# THE TASK
A word-for-word copy of the line containing "Objective — one point per instance of the plastic" and every following line to the end of the data below is all the answer should hold.

======== RAW DATA

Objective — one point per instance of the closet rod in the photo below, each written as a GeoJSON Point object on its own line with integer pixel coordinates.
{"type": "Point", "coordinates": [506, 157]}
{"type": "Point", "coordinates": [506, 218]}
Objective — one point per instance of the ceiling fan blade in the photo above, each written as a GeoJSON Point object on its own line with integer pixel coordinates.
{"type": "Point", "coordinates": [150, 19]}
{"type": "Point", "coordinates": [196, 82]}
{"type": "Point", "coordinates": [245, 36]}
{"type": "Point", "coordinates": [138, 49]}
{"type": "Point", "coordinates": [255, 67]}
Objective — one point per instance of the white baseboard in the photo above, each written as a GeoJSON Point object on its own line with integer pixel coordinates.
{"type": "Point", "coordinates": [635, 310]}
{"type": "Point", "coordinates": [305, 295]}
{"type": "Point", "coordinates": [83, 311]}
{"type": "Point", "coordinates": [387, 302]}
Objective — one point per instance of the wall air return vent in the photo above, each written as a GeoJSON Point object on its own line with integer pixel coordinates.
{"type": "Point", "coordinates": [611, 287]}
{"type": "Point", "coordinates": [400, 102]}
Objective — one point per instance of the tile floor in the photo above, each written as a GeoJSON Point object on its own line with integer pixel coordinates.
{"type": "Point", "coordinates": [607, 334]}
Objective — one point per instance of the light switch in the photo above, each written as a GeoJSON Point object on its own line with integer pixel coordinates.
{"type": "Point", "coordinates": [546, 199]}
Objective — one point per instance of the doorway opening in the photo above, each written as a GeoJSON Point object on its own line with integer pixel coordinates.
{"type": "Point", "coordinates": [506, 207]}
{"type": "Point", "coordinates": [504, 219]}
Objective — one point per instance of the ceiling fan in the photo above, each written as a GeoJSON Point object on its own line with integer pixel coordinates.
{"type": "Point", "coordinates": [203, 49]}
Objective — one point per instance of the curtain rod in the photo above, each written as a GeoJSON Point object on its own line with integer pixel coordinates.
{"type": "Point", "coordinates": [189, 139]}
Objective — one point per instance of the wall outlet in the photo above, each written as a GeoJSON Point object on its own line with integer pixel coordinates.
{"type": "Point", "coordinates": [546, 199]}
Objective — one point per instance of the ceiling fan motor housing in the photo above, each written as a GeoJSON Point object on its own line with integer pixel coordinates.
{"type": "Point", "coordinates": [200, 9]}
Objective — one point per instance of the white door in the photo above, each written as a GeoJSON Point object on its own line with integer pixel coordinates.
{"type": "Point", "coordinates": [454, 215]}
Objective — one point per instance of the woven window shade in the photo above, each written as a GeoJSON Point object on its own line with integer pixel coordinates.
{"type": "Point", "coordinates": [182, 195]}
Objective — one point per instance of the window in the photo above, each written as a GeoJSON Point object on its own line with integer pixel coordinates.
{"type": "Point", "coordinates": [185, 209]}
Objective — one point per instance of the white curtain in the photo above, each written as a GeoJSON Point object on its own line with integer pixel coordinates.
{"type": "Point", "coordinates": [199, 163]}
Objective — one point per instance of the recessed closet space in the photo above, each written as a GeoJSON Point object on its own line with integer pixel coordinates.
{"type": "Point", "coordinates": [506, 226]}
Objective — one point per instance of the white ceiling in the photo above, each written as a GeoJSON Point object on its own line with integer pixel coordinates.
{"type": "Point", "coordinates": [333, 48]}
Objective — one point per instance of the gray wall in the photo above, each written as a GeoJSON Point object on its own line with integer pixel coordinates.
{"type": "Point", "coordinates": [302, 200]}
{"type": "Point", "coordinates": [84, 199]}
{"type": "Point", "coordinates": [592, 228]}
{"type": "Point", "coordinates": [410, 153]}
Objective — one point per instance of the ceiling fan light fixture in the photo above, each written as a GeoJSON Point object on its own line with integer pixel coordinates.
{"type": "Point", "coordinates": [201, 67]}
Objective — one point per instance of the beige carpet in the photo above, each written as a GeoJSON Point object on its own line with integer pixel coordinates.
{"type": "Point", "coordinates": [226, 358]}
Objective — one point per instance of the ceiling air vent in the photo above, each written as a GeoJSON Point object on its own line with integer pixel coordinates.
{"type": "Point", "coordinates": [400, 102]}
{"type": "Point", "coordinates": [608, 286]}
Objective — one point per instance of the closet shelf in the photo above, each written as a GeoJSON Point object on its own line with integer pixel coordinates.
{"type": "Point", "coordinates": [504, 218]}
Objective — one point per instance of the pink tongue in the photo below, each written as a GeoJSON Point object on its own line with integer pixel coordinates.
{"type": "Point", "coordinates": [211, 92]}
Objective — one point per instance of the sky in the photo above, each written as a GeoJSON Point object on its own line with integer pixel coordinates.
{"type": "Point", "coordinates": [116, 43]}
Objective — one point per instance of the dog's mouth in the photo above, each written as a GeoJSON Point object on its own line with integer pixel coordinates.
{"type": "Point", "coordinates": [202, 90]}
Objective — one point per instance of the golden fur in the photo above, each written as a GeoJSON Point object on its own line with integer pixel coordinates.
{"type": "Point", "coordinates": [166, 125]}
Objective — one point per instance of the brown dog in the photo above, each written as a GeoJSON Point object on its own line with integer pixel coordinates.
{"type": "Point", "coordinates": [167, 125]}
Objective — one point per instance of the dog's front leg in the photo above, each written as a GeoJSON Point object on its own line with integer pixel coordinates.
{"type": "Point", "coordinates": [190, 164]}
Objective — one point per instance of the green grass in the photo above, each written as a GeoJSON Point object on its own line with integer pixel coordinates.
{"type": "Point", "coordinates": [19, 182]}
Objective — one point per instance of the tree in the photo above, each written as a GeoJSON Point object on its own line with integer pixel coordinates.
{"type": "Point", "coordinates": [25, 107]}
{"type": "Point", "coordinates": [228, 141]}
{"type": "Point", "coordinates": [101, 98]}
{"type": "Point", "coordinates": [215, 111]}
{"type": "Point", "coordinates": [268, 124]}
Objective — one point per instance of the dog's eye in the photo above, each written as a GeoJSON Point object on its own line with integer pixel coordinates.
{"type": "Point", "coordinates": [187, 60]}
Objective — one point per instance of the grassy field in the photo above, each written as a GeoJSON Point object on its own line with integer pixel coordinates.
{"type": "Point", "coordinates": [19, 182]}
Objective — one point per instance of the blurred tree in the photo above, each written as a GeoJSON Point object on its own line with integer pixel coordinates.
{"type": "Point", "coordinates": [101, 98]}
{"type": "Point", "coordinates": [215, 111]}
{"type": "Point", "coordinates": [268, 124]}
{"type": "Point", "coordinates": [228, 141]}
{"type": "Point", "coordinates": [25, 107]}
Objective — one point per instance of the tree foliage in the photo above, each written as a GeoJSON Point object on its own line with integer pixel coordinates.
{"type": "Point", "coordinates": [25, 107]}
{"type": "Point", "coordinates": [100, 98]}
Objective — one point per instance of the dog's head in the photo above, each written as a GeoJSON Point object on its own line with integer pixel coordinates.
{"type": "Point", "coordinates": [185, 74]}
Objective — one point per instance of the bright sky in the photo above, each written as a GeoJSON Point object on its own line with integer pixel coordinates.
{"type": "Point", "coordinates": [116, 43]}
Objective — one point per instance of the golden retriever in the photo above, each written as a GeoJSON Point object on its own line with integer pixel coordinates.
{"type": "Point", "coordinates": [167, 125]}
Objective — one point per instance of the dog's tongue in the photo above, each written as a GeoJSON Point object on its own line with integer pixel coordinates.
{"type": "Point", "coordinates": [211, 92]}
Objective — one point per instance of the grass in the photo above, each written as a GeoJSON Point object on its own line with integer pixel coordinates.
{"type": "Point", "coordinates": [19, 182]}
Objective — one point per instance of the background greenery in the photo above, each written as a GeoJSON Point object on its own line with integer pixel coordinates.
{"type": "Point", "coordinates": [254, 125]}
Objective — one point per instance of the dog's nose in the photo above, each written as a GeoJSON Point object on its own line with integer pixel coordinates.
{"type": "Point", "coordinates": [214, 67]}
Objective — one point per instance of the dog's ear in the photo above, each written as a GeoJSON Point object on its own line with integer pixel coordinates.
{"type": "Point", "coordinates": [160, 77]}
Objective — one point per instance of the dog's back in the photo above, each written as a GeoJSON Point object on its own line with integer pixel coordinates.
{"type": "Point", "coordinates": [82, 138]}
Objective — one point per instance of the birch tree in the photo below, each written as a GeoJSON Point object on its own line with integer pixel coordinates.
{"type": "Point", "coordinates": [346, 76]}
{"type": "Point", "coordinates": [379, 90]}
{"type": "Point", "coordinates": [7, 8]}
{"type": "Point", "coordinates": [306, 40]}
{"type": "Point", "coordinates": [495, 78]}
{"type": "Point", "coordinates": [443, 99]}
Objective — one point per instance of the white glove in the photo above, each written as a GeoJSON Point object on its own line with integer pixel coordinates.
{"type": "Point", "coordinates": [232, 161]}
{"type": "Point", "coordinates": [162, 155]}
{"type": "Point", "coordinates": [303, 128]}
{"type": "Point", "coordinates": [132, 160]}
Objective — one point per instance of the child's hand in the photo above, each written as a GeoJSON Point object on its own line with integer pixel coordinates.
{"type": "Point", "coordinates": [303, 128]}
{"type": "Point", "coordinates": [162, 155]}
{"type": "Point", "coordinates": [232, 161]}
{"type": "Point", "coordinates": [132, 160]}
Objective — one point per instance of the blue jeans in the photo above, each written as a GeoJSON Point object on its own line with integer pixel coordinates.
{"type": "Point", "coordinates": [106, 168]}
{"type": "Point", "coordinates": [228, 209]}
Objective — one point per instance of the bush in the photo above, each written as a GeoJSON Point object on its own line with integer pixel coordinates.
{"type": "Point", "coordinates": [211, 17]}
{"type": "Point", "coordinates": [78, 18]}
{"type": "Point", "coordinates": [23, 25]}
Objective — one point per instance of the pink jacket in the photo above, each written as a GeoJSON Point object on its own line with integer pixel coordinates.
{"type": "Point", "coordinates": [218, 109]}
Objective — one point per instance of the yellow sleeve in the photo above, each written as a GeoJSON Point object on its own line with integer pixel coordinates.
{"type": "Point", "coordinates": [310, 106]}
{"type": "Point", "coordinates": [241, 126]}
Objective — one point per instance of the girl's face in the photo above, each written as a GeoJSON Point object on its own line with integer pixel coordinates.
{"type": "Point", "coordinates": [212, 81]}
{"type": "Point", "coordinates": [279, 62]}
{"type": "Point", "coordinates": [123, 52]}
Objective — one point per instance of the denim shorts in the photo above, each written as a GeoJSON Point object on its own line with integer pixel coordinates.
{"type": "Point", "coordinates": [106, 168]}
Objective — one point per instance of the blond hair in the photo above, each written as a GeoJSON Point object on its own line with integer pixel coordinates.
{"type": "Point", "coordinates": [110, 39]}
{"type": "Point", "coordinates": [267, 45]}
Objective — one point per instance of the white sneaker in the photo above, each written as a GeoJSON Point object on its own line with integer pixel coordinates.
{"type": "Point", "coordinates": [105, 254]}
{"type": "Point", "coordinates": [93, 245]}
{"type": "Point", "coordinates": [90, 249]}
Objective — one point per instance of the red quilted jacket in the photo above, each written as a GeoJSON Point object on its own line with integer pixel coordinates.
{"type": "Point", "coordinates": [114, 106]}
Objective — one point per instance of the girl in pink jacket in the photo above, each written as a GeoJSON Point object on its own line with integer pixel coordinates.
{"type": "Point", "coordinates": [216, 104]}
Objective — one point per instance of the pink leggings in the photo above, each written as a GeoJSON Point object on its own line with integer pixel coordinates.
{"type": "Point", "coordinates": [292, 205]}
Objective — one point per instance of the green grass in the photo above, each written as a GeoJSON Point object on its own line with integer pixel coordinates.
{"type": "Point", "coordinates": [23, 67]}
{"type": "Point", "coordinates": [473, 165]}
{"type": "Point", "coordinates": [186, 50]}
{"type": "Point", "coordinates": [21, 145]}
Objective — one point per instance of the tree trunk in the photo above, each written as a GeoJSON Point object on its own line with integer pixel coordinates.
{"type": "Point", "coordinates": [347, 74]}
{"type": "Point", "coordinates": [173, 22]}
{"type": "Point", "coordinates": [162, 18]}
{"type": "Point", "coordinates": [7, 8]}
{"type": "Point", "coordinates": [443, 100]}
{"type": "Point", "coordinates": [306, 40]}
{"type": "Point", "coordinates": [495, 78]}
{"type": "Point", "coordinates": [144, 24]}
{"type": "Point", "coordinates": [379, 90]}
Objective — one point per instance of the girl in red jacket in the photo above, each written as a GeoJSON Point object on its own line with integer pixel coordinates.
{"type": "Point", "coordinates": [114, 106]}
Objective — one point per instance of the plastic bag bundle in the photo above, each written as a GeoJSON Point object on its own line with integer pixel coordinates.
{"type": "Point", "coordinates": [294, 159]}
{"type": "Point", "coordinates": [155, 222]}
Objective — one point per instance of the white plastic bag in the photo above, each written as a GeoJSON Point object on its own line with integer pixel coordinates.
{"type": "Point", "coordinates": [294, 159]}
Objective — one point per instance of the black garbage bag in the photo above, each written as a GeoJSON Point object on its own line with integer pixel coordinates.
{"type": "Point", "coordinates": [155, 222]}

================

# RESPONSE TO THE TASK
Objective — one point per instance of the plastic bag bundle in the photo above, each written as a GeoJSON Point object on its own line with integer pixel coordinates.
{"type": "Point", "coordinates": [294, 159]}
{"type": "Point", "coordinates": [155, 222]}
Objective — one point per instance of the white plastic bag in the photo above, each written as a GeoJSON Point object on its own line with integer pixel coordinates.
{"type": "Point", "coordinates": [294, 159]}
Objective — one point per instance of the black garbage bag in the photo above, each written as a GeoJSON Point object on its own line with integer pixel coordinates.
{"type": "Point", "coordinates": [155, 222]}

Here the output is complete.